╔══

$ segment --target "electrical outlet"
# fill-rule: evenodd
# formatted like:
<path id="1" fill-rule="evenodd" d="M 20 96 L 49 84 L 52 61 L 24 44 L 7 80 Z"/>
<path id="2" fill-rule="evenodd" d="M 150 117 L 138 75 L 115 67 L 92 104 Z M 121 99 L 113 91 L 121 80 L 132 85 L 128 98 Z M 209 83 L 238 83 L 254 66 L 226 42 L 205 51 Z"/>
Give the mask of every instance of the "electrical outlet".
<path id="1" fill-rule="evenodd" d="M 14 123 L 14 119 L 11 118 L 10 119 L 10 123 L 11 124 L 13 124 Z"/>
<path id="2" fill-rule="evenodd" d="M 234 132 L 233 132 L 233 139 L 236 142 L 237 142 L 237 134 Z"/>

╚══

**Exercise objective**
Output the lines of every row above without changing any character.

**Exercise answer**
$ segment --target "electrical outlet"
# fill-rule: evenodd
# formatted like:
<path id="1" fill-rule="evenodd" d="M 20 96 L 49 84 L 52 61 L 24 44 L 7 80 Z"/>
<path id="2" fill-rule="evenodd" d="M 150 117 L 138 75 L 115 67 L 92 104 Z M 121 99 L 113 91 L 121 80 L 132 85 L 128 98 Z M 209 83 L 238 83 L 254 66 L 226 42 L 205 51 Z"/>
Give the mask of every instance of the "electrical outlet".
<path id="1" fill-rule="evenodd" d="M 14 123 L 14 119 L 11 118 L 10 119 L 10 123 L 11 124 L 13 124 Z"/>
<path id="2" fill-rule="evenodd" d="M 234 132 L 233 132 L 233 139 L 236 142 L 237 142 L 237 134 Z"/>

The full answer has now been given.